[Records excerpted from a collection]

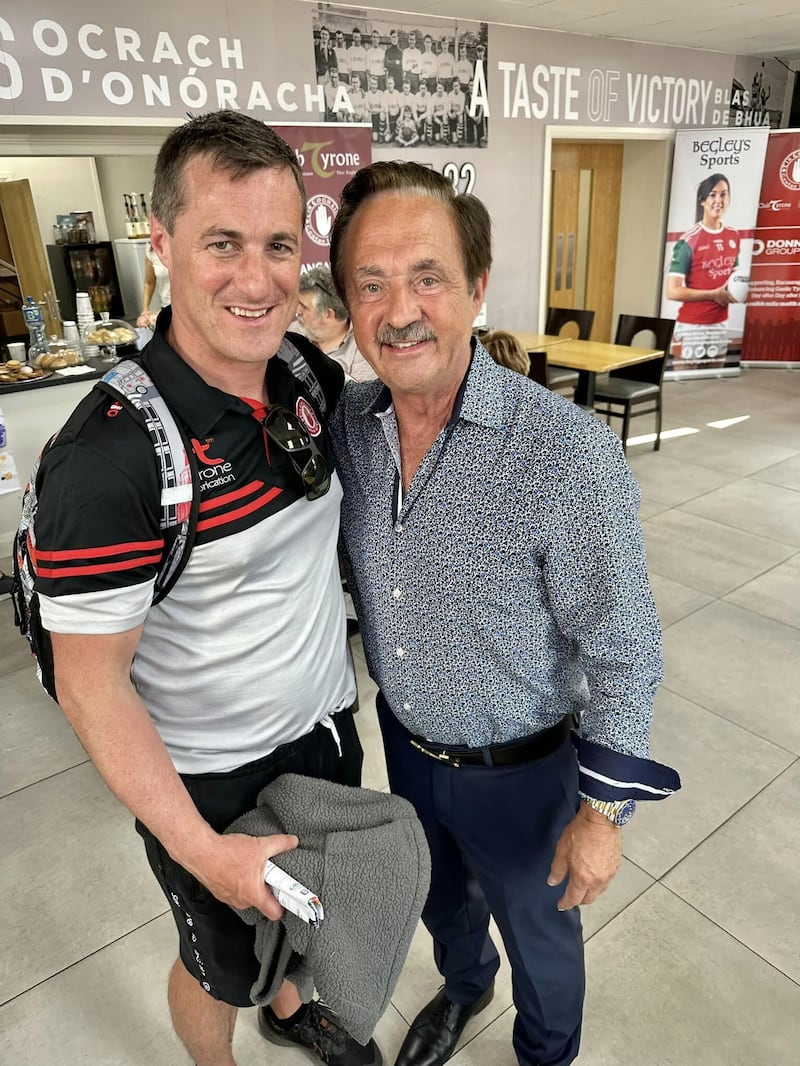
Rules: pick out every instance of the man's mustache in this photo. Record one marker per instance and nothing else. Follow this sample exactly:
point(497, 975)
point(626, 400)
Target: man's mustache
point(415, 333)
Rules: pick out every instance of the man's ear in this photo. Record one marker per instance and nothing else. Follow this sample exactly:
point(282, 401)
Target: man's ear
point(160, 241)
point(479, 291)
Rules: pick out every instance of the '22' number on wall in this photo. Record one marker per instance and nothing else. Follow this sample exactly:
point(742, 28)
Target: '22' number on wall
point(461, 177)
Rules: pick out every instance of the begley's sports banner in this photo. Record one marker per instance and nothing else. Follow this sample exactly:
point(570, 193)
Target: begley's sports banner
point(714, 202)
point(329, 156)
point(772, 330)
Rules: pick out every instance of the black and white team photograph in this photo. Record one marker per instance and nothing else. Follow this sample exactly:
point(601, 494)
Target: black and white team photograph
point(417, 84)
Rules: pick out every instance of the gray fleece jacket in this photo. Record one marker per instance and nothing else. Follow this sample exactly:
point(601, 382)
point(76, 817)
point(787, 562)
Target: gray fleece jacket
point(365, 855)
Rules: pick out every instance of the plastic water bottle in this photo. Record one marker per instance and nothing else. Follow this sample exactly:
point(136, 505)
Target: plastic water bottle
point(35, 322)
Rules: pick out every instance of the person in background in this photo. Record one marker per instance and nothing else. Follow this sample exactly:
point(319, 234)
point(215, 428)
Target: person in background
point(394, 59)
point(446, 65)
point(156, 283)
point(324, 320)
point(189, 707)
point(412, 57)
point(335, 99)
point(324, 55)
point(376, 105)
point(392, 102)
point(702, 262)
point(497, 566)
point(342, 59)
point(422, 113)
point(428, 64)
point(357, 58)
point(457, 113)
point(507, 351)
point(377, 60)
point(406, 129)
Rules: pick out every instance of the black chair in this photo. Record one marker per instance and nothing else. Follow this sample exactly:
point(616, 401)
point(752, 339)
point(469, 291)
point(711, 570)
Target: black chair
point(539, 370)
point(557, 319)
point(638, 389)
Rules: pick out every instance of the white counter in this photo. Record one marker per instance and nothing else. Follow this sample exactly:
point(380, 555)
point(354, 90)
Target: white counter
point(31, 419)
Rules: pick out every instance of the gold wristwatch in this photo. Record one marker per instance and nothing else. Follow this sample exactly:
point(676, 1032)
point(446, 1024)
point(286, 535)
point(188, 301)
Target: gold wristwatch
point(618, 811)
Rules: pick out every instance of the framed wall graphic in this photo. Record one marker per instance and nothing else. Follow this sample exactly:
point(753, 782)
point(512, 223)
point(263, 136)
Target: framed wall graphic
point(412, 78)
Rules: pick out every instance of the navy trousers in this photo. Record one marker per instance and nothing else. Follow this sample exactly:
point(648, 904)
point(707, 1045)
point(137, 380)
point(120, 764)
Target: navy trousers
point(493, 832)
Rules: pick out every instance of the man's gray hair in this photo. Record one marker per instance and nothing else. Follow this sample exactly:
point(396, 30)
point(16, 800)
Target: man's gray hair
point(319, 280)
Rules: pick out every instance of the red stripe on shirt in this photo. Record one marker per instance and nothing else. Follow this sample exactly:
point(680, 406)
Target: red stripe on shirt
point(220, 501)
point(112, 549)
point(230, 516)
point(76, 571)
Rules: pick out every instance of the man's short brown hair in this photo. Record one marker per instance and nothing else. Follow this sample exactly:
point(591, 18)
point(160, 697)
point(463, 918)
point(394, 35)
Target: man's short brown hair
point(232, 142)
point(473, 223)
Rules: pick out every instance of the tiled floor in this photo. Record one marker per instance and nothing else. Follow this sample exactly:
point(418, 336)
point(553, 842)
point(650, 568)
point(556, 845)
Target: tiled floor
point(693, 954)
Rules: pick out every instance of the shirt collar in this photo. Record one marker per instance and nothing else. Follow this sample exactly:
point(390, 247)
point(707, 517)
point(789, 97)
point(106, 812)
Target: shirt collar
point(198, 405)
point(479, 399)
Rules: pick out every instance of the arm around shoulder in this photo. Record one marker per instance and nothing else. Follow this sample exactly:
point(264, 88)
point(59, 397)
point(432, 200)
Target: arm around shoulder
point(98, 698)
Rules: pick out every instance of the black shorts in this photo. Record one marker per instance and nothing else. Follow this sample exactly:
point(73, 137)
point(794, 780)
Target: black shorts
point(217, 947)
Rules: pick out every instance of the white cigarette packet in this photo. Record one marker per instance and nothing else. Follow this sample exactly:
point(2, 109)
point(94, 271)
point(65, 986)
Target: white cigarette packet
point(292, 895)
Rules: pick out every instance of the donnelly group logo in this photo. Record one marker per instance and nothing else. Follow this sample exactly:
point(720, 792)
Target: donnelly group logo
point(789, 172)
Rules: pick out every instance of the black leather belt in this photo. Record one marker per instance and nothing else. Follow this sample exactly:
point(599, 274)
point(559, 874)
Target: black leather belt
point(527, 749)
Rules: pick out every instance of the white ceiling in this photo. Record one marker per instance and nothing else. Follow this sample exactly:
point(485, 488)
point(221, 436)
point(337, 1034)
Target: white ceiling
point(741, 27)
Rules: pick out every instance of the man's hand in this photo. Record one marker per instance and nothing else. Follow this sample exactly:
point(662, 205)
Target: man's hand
point(589, 851)
point(234, 870)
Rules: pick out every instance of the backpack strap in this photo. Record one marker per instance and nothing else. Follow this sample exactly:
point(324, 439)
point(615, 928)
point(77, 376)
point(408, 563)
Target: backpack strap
point(129, 384)
point(299, 366)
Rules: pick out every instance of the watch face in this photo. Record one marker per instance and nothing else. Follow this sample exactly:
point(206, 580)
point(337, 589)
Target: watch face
point(626, 812)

_Your task_:
Given the data above, transcribe exactly the lines from the one containing "Target: begley's sports banner" down to the one containing "point(601, 494)", and no others.

_Result of the task_:
Target: begley's sports banner
point(714, 202)
point(329, 156)
point(772, 330)
Rules: pick out every instance of the black and white team photograph in this photo. Record one marker per instance and nothing else. Follow this sample exactly:
point(601, 494)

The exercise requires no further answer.